* _Goal A_:
Convert the rows, beginning at the line that contains "Can you find the white wooden" and stopping after the line that contains "[1140, 132]", into a two-column CSV with the header text,answer. Give one CSV line for each row, with its wording and its points each in a single quoted field and line breaks replaced by spaces.

* _Text block_:
━━━━

# Project: RNN (Recurrent Neural Network) on TensorFlow

In this project, ...
This material is a re-write/repeat of material found in https://www.tensorflow.org/tutorials/sequences/text_generation

## Part 1: Import TensorFlow and Setup

In [3]:
from __future__ import absolute_import, division, print_function
import tensorflow as tf

# TensorFlow's eager execution is an imperative programming environment that evaluates operations immediately, without building graphs: 
# operations return concrete values instead of constructing a computational graph to run later.
tf.enable_eager_execution()
import os
import time
import numpy as np
import matplotlib.pyplot as plt

## Part 2: Load and Inspect the DataSet

In [38]:
# dowenload the Shakespeare dataset to the cache_dir ~/.keras
path_to_file = tf.keras.utils.get_file('shakespeare.txt','https://storage.googleapis.com/download.tensorflow.org/data/shakespeare.txt')
print(path_to_file)

# read the dataset in Binary mode (rb)
text = open(path_to_file, 'rb').read().decode(encoding='utf-8')
print("The length of text is {} characters".format(len(text)))
# see the first 200 charachters 
print(text[:200])

# understand the unique characters in the text
# get unique charachters in the text using set() and sort them in a list
ch =sorted(set(text))
print("There are {} unique charachters".format(len(ch)))
# type(ch)


/Users/Amir/.keras/datasets/shakespeare.txt
The length of text is 1115394 characters
First Citizen:
Before we proceed any further, hear me speak.

━━━━

* _Input data_:

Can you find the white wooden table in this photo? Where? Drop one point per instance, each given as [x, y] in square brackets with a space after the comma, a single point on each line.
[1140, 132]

━━━━

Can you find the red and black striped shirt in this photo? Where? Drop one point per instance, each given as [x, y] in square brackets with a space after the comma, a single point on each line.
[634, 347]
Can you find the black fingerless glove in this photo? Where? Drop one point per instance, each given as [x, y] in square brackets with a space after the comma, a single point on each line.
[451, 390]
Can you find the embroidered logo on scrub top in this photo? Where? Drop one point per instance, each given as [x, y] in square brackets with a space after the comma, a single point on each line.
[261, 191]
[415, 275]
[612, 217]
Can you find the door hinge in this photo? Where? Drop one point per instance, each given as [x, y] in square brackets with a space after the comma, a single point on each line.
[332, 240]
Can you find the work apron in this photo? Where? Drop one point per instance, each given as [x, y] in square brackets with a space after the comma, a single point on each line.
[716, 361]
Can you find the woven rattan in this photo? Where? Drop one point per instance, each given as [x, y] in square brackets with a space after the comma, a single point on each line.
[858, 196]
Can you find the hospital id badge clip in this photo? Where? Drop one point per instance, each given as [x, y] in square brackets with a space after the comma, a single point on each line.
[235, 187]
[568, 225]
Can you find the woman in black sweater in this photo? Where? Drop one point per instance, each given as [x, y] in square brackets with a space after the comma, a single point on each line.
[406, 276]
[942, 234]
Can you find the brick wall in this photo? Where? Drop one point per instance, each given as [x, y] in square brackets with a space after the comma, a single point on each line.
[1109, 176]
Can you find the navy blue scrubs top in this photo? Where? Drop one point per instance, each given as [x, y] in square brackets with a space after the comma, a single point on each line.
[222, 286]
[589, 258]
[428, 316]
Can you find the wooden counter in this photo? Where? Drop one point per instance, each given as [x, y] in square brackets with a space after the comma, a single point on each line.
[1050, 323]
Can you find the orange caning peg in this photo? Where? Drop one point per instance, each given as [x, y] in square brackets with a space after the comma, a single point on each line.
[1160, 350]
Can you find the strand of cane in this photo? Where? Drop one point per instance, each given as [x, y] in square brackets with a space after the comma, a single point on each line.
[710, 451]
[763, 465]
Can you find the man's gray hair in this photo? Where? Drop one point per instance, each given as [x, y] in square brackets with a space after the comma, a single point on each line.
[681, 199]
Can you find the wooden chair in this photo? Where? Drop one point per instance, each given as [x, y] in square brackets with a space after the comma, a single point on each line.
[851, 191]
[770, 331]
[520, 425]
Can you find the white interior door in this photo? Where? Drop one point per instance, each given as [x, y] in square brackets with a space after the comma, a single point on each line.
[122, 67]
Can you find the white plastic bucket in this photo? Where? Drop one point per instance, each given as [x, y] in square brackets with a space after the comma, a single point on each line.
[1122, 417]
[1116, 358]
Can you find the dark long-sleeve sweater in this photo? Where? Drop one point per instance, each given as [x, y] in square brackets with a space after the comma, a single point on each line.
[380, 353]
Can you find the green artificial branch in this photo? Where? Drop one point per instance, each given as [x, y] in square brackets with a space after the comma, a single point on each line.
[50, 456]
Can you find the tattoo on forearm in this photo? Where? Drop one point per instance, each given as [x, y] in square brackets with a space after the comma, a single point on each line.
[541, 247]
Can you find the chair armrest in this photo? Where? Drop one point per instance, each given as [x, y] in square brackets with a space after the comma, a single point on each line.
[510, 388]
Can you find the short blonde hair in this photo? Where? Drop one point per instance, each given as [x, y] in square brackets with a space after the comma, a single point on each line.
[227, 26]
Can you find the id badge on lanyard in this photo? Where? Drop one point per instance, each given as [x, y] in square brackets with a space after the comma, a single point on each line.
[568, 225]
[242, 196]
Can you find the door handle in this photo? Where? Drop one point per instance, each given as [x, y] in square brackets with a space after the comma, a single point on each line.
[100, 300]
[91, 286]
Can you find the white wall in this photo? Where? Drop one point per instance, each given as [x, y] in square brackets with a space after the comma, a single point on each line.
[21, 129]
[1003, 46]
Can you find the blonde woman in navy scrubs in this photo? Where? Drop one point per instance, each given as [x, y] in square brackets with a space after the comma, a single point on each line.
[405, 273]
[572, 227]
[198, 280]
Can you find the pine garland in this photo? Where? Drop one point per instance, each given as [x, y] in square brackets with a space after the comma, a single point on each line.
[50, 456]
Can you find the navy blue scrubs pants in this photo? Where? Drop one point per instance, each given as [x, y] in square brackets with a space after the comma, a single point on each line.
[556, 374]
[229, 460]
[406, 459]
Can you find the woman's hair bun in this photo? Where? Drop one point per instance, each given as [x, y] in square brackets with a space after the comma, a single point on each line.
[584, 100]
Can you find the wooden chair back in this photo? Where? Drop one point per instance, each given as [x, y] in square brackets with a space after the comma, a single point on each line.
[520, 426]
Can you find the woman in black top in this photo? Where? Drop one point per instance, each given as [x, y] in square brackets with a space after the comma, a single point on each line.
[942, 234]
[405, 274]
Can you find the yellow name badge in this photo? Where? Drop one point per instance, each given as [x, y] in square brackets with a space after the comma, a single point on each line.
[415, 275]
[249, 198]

━━━━

* _Goal B_:
For the RNN project text, state whether each statement agrees with it, answering yes or no and quoting the deciding words: (i) the dataset is read in binary mode; (ii) the Shakespeare text is 1115394 characters long; (iii) eager execution is disabled.

* _Final answer A_:
text,answer
"Can you find the white wooden table in this photo? Where? Drop one point per instance, each given as [x, y] in square brackets with a space after the comma, a single point on each line.","[1140, 132]"

* _Final answer B_:
(i) Yes: "# read the dataset in Binary mode (rb)"
(ii) Yes: "The length of text is 1115394 characters"
(iii) No: "tf.enable_eager_execution()"